_What the task requires_
All entries below are to be returned in full, exactly as they stand.

+---+

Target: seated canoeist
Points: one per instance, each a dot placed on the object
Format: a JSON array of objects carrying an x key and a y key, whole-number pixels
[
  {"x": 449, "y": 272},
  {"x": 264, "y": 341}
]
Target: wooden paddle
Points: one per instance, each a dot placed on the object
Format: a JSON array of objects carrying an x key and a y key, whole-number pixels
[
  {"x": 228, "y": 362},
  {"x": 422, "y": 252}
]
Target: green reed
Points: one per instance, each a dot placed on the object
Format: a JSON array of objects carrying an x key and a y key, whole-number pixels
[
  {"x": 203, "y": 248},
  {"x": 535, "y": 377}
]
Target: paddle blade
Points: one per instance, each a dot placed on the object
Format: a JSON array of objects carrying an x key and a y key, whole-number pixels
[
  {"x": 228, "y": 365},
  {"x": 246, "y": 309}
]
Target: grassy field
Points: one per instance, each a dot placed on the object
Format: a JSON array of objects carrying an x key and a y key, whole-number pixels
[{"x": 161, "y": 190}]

+---+

_Problem solution_
Target: seated canoeist
Points: one per instance, each a dot placed on the object
Format: a JSON array of objects carrying an x key and a y key, whole-number pixels
[
  {"x": 449, "y": 272},
  {"x": 264, "y": 341}
]
Target: wooden paddle
Points: one per instance, each a dot placed on the object
Format: a JSON array of objects carrying an x key and a y key, whole-number pixels
[
  {"x": 228, "y": 362},
  {"x": 422, "y": 252}
]
Target: green reed
Points: one per instance, each a dot placed on the object
Format: a JSON array of objects carrying an x key and a y key, whole-number pixels
[
  {"x": 203, "y": 248},
  {"x": 535, "y": 377}
]
Target: paddle blade
Points: one per instance, each a dot placed on the object
Format: a JSON array of objects carrying an x key and a y key, whole-number pixels
[
  {"x": 228, "y": 365},
  {"x": 246, "y": 309}
]
Target: grassy field
Points: one per instance, each a dot placed on the object
Format: a JSON array of objects carrying an x key and a y key, whole-number pixels
[{"x": 161, "y": 190}]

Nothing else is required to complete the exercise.